- [Point localization data]
[Start of section]
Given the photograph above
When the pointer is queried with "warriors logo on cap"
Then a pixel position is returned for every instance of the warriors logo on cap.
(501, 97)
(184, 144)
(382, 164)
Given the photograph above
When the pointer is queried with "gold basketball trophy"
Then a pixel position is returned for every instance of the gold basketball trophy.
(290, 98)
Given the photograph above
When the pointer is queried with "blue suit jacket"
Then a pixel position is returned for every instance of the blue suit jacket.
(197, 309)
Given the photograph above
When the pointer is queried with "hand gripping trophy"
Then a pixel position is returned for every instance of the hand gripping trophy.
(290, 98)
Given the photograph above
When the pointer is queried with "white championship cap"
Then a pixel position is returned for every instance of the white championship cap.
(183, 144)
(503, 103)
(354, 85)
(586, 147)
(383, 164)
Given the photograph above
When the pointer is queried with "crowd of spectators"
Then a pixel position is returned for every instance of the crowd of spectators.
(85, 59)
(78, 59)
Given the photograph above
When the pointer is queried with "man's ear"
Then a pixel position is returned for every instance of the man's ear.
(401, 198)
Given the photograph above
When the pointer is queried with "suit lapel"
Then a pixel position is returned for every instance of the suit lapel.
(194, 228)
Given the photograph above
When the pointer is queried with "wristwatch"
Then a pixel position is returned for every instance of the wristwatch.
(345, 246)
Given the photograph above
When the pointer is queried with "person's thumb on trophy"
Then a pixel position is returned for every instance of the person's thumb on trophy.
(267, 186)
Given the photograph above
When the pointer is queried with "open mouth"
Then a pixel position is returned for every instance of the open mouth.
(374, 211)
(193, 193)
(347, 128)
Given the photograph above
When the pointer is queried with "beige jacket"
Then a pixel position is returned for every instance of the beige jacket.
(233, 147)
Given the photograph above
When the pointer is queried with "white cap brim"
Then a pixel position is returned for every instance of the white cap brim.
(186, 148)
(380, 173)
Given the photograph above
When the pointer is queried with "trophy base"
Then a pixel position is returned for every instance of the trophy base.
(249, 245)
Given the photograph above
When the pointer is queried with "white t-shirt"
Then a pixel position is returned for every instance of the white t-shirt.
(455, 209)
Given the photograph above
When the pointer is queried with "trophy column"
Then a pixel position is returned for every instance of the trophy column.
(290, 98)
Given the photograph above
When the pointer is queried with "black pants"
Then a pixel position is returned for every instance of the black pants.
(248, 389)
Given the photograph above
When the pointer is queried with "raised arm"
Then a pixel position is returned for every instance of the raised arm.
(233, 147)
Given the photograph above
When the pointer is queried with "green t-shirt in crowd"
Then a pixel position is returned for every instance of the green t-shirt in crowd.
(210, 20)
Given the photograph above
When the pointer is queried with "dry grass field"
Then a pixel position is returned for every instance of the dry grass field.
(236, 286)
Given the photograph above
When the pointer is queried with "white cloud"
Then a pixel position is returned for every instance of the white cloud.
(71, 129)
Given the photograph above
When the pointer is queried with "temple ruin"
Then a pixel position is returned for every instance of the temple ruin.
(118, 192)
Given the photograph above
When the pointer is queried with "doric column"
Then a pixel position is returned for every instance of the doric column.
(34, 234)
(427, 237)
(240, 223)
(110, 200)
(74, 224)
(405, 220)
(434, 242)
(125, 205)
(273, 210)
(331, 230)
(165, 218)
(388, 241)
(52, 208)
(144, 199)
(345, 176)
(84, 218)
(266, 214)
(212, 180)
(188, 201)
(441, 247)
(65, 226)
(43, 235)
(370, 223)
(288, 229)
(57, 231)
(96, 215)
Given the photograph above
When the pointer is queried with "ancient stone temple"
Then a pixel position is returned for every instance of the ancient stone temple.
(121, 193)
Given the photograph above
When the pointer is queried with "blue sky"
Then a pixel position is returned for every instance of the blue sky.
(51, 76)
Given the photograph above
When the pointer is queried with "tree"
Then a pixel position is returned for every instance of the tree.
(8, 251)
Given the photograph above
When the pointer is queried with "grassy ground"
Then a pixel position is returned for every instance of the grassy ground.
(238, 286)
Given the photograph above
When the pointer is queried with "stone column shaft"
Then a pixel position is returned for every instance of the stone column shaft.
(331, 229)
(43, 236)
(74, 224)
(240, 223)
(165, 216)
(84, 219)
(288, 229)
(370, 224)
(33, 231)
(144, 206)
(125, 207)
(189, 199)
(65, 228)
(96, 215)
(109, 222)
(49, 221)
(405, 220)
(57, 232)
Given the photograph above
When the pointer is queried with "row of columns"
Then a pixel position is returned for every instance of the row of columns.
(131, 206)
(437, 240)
[End of section]
- [Exercise objective]
Every record above is to be copied exactly.

- [Task result]
Given the photograph above
When the pointer is queried with "warriors logo on cap"
Then a pixel position is returned for every instance of the warriors logo on cap.
(501, 97)
(184, 144)
(382, 164)
Given the photograph above
When the pointer is queried with "gold basketball trophy"
Then a pixel position is returned for every instance of the gold basketball trophy.
(290, 98)
Given the photograph above
When the pointer is queried with "blue suit jacket"
Then a pixel position is returned for every instance of the blue suit jacket.
(197, 309)
Given the photograph above
When the pointer is queried with "hand gripping trophy"
Then a pixel position is returned for every instance of the hand gripping trophy.
(290, 98)
Given the photograph above
When the pointer is queried with "white championship cap"
Then a pixel position is returned for every instance of the white championship cap.
(183, 144)
(503, 103)
(354, 85)
(586, 147)
(383, 164)
Given the photograph above
When the pointer is queried with "crowd of spectators"
Then a pixel position is returned for every instance of the crowd of spectators.
(85, 59)
(78, 59)
Given the photograph above
When the pointer is queried with "man's ear"
Then a pixel position is returned for every instance of the man's ear.
(401, 198)
Given the photograph above
When the pointer is queried with "suit lapel"
Then a pixel position is returned for every instance of the suit lapel.
(194, 228)
Given the photograph above
When the pointer is queried with "wristwatch"
Then a pixel position is returned for every instance of the wristwatch.
(345, 246)
Given the photograph above
When the pointer is queried with "person's thumb on trophy"
Then a pixel position is returned for every instance of the person's thumb on trophy.
(267, 186)
Given the photograph above
When the pointer is queried with "open mouth"
Then a pixel position is returned for every instance of the open mouth.
(374, 211)
(193, 193)
(347, 128)
Given the photograph above
When the pointer is queried with "beige jacket"
Then a pixel position is returned for every instance of the beige jacket.
(233, 147)
Given the photograph above
When the pointer is queried with "white cap brim"
Then a pixel position is returned for every instance of the white cap brim.
(186, 148)
(380, 173)
Given the photograph above
When the pointer is queried with "trophy base"
Then a pixel position is returned for every instance of the trophy base.
(249, 245)
Given the photograph above
When the pointer is queried with "white t-shirt"
Then a pixel position is returned for every instance of the white t-shirt.
(455, 209)
Given the photograph above
When the pointer is queried with "trophy column"
Then a pixel position is returned for every instance of the trophy column.
(290, 98)
Given the photograph above
When the pointer is queried with "black pants"
Then a pixel position is returned for every instance of the black pants.
(248, 389)
Given the photograph above
When the pointer is queried with "raised arm"
Then a pixel position is returned for every instance of the raised arm.
(233, 147)
Given the photograph above
When the pointer is queried with "green t-shirt in crowd"
Then a pixel position is returned for every instance of the green t-shirt in crowd.
(210, 20)
Given the photograph above
When the pointer is queried with "dry grass field"
Then a pixel position is returned for every instance of the dry grass field.
(236, 286)
Given the photograph above
When the pointer is queried with "white cloud"
Then a pixel position is returned for every instance of the white cloud.
(71, 129)
Given the photograph above
When the pointer is queried with "temple ruin"
Then a pixel position is returned for every instance of the temple ruin.
(118, 192)
Given the photograph above
When the pointer is queried with "doric column"
Then a pixel position is returned for every instance of the doric column.
(34, 234)
(427, 237)
(240, 223)
(110, 200)
(74, 224)
(405, 220)
(434, 242)
(125, 205)
(273, 210)
(331, 230)
(165, 218)
(388, 241)
(52, 208)
(144, 199)
(345, 176)
(84, 218)
(266, 214)
(212, 180)
(188, 201)
(441, 247)
(65, 226)
(43, 235)
(370, 223)
(288, 229)
(57, 231)
(96, 215)
Given the photograph above
When the pointer is queried with "ancient stone temple"
Then a pixel position is returned for every instance of the ancient stone temple.
(121, 193)
Given the photograph above
When the pointer is queried with "blue sky"
Then a pixel position is returned for every instance of the blue sky.
(51, 76)
Given the photograph above
When the pointer is queried with "tree"
Then a pixel position is returned for every instance of the tree.
(8, 251)
Given the photograph above
When the pointer is queried with "grassy ground"
Then a pixel position is returned for every instance of the grassy ground.
(238, 286)
Given the photograph above
When the pointer is queried with "stone column shaft"
Then a pixel position is returned for every instance of the stone column shaft.
(331, 229)
(43, 236)
(74, 224)
(240, 223)
(165, 216)
(84, 219)
(288, 229)
(370, 224)
(33, 231)
(144, 206)
(125, 207)
(189, 199)
(65, 228)
(96, 215)
(109, 222)
(49, 221)
(405, 220)
(57, 232)
Given the photograph above
When the pointer is queried with "row of columns"
Then a pixel position is returned for every instance of the row of columns.
(131, 206)
(437, 240)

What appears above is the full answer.